Records:

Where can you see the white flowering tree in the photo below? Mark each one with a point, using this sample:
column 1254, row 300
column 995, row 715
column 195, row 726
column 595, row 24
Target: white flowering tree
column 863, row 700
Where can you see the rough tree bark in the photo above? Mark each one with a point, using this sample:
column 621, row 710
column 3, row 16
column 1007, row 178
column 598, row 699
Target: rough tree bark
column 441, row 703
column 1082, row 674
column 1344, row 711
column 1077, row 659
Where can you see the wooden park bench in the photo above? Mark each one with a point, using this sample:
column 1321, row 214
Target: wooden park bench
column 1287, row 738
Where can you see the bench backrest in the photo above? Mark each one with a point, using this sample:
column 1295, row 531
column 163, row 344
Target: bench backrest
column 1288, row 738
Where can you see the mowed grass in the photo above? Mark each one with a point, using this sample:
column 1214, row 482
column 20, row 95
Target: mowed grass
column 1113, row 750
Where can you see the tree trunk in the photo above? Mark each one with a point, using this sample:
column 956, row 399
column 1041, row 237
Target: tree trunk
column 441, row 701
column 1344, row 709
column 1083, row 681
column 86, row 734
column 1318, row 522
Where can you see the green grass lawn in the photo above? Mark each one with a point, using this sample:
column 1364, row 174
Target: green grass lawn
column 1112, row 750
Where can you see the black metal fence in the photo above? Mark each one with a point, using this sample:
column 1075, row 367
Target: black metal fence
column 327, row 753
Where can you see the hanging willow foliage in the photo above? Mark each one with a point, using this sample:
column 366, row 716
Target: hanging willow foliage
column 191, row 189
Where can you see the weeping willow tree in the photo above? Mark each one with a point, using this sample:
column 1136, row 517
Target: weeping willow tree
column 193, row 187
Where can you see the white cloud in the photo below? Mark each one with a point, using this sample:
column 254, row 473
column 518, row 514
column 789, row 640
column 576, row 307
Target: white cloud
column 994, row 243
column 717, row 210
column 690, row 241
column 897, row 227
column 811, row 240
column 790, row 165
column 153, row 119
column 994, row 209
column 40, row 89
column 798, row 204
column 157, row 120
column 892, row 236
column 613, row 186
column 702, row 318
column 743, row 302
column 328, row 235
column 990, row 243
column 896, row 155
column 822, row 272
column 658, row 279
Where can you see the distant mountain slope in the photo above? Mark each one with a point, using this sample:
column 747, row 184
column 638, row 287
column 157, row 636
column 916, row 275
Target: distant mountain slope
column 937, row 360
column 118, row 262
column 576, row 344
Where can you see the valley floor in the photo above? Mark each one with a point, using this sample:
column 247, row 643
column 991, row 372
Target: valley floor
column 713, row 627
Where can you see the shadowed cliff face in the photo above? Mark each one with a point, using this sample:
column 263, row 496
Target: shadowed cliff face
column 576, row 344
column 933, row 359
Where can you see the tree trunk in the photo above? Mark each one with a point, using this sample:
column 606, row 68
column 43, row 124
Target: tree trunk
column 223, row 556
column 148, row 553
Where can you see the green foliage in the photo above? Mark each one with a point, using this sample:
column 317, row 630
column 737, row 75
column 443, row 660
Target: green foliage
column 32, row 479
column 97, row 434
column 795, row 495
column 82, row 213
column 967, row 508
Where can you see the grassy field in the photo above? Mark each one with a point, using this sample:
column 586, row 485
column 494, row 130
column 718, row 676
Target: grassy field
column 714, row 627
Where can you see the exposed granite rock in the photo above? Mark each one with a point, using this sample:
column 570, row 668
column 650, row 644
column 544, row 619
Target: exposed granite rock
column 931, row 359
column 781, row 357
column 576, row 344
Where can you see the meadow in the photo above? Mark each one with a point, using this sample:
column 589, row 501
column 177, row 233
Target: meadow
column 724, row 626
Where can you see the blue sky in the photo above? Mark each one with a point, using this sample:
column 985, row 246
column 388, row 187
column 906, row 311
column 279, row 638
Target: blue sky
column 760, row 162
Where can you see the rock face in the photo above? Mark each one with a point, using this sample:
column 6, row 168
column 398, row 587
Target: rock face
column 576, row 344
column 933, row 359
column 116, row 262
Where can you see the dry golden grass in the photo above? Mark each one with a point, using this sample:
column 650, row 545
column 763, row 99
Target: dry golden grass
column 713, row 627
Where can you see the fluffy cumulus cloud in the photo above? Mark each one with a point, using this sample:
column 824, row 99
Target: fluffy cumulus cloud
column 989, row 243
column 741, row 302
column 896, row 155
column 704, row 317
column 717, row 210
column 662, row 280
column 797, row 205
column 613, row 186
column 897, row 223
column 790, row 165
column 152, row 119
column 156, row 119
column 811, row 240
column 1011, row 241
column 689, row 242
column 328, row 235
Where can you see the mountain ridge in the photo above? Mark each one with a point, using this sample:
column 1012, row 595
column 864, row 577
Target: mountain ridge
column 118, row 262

_EXERCISE DESCRIPTION_: Reproduce the records, changing every instance of "Mark each one with a point" to "Indicate each one with a point" and leaving all other text unchanged.

_SOLUTION TO THE PROBLEM_:
Where can you see the white flowering tree in the photo below? Indicate each one with a point, using this sample:
column 1254, row 300
column 995, row 715
column 195, row 726
column 595, row 24
Target: white flowering tree
column 863, row 700
Where can you see the rough tree bark in the photo above? Indicate each one with a point, using this sample:
column 621, row 710
column 3, row 16
column 1007, row 178
column 598, row 699
Target: rough tree bark
column 441, row 703
column 1082, row 674
column 1344, row 711
column 1077, row 659
Where can you see the wooden park bench in the photo above? Indicate each one with a point, using this sample:
column 1321, row 214
Target: wooden park bench
column 1287, row 738
Where can you see the bench backrest in the photo above? Indicate each one with a point, using this sample:
column 1295, row 531
column 163, row 344
Target: bench backrest
column 1288, row 738
Where can you see the mowed grass in the photo above? Indicate each one with a point, using this sample:
column 1214, row 482
column 20, row 95
Target: mowed grass
column 1113, row 750
Where can you see the tree trunk in the photo above? Indicate each one with a point, using this sample:
column 956, row 399
column 1041, row 237
Target: tree trunk
column 441, row 701
column 1344, row 709
column 1083, row 681
column 86, row 734
column 1318, row 522
Where can you see the green grass lawn in the photo above? Indicate each one with a point, using this sample:
column 1364, row 174
Target: green grass lawn
column 1112, row 750
Where can you see the black metal fence in the photo above? Indicate each one with a point, using this sample:
column 1075, row 367
Target: black metal fence
column 327, row 753
Where can you see the hanging willow foliage in the photo above? Indicate each one with a point, using this sample:
column 366, row 716
Target: hanging willow foliage
column 191, row 189
Where can you see the weeping willow tree in the photo above? Indicate each one with a point, using this sample:
column 1136, row 517
Target: weeping willow tree
column 193, row 187
Where can you see the white cloud in the photo below? Indicate each one with a point, using this sample:
column 254, row 473
column 518, row 514
column 789, row 640
column 576, row 307
Target: white cloud
column 994, row 243
column 717, row 210
column 690, row 241
column 897, row 227
column 811, row 240
column 790, row 165
column 153, row 119
column 994, row 209
column 40, row 89
column 798, row 204
column 157, row 120
column 892, row 236
column 613, row 186
column 702, row 318
column 743, row 302
column 328, row 235
column 990, row 243
column 896, row 155
column 822, row 272
column 658, row 279
Where can you see the distant mountain slope in the photo above? Indicate each one with a point, using this sample:
column 747, row 184
column 638, row 287
column 157, row 636
column 916, row 275
Target: distant mountain slope
column 937, row 360
column 118, row 262
column 576, row 344
Where can you see the valley floor in the photo above? Indicate each one with a point, using this sample:
column 247, row 643
column 991, row 372
Target: valley floor
column 713, row 627
Where can you see the shadowed cliff face in the photo above? Indicate each one with a point, using this sample:
column 263, row 496
Target: shadowed cliff face
column 576, row 344
column 933, row 359
Where can you see the tree trunk in the photo above? Indicate each one with a point, using this sample:
column 606, row 68
column 43, row 124
Target: tree trunk
column 223, row 556
column 148, row 553
Where can you see the green foliage in the photo above? Indicate each one with a point, using this sample:
column 317, row 630
column 737, row 75
column 443, row 660
Target: green foliage
column 32, row 479
column 97, row 434
column 795, row 495
column 82, row 213
column 967, row 508
Where can you see the grassy field in the photo above? Indicate each one with a point, using this sample:
column 586, row 485
column 494, row 130
column 718, row 676
Target: grassy field
column 714, row 627
Where can you see the exposed granite rock in the photo above? Indicate each one with a point, using this sample:
column 570, row 668
column 650, row 644
column 544, row 619
Target: exposed granite rock
column 931, row 359
column 781, row 357
column 576, row 344
Where can you see the meadow in the photo above? Indicate each one with a point, using this sample:
column 589, row 501
column 177, row 233
Target: meadow
column 724, row 626
Where can you see the blue sky in the photo above? Indicate each one with a point, using this sample:
column 985, row 246
column 388, row 187
column 906, row 311
column 279, row 638
Target: blue sky
column 760, row 162
Where can you see the rock face in the photo above? Indicate each one with a point, using this sample:
column 6, row 168
column 398, row 587
Target: rock face
column 576, row 344
column 933, row 359
column 116, row 262
Where can you see the dry golden grass in the photo above? Indicate each one with a point, using this sample:
column 650, row 545
column 763, row 99
Target: dry golden grass
column 713, row 627
Where can you see the fluffy cumulus cloud in the photo above? Indicate each one with a point, using this sample:
column 824, row 99
Target: fluffy cumulus cloud
column 989, row 243
column 741, row 302
column 896, row 155
column 704, row 317
column 717, row 210
column 662, row 280
column 797, row 205
column 613, row 186
column 897, row 223
column 790, row 165
column 152, row 119
column 156, row 119
column 811, row 240
column 1011, row 241
column 689, row 242
column 328, row 235
Where can you see the mountain ridge in the photo above? Indicate each one with a point, using this sample:
column 1012, row 595
column 864, row 577
Target: mountain ridge
column 118, row 262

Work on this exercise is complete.